→ **SELECTED EXCERPT**:
:::

You are viewing a plain text version of this content. The canonical link for it is here.
Posted to user@pig.apache.org by Tamir Kamara <ta...@gmail.com> on 2009/04/01 10:14:08 UTC

Order & Limit

Hi,

I'm tried to use LIMIT right after ORDER to get the top x lines in the file:
a = LOAD 'file' AS (domain: chararray, score: double);
b = ORDER a BY score DESC;
c = LIMIT b 2500;
STORE c into 'file-top2500';

But this doesn't produce what I intended (seem to get unordered domains). I
saw that in the reference manual there's a similar example of how to use
order by to control the result of a limit command but it doesn't seem to
work here.

Can you help ?

thanks,
tamir

Re: Order & Limit

Posted by Tamir Kamara <ta...@gmail.com>.
Hi,

I'm using hadoop 0.18.3 with pig trunk as of march 29. Map output
compression is turned on with hadoop and using lzo native library.

:::

→ **STATED TASK**:
Answer these questions from the Order & Limit thread:
1. How many lines does the LIMIT statement keep?
2. What did the output seem to contain instead of the intended result?
3. Which version of Hadoop is the poster using?

→ **AVAILABLE DATA**:
:::

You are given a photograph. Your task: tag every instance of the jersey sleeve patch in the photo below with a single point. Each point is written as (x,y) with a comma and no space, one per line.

:::

→ **RESPONSE BELOW**:
1. 2500
2. Unordered domains
3. 0.18.3